▶ _HOW TO COMPLETE THIS TASK_: Write out all of the records, keeping each one exactly as written.

[DATA PROVIDED Boundary: Start]

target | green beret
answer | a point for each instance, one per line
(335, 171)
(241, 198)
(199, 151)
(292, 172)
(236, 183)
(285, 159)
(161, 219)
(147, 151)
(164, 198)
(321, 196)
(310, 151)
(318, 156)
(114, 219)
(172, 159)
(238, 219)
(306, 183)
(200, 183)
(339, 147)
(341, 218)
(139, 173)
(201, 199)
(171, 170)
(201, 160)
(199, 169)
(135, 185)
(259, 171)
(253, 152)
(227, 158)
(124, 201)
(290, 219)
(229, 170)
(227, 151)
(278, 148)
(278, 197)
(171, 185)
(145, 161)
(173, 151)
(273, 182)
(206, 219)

[DATA PROVIDED Boundary: End]

▶ _RESULT OF THIS EXERCISE_:
target | green beret
answer | a point for each instance, one per line
(335, 171)
(241, 198)
(199, 151)
(292, 172)
(236, 183)
(285, 159)
(161, 219)
(147, 151)
(164, 198)
(321, 196)
(310, 151)
(318, 156)
(114, 219)
(172, 159)
(238, 219)
(306, 183)
(200, 183)
(339, 147)
(341, 218)
(139, 173)
(201, 199)
(171, 170)
(201, 160)
(199, 169)
(135, 185)
(259, 171)
(253, 152)
(227, 158)
(124, 201)
(290, 219)
(229, 170)
(227, 151)
(278, 148)
(278, 197)
(171, 185)
(145, 161)
(173, 151)
(273, 182)
(206, 219)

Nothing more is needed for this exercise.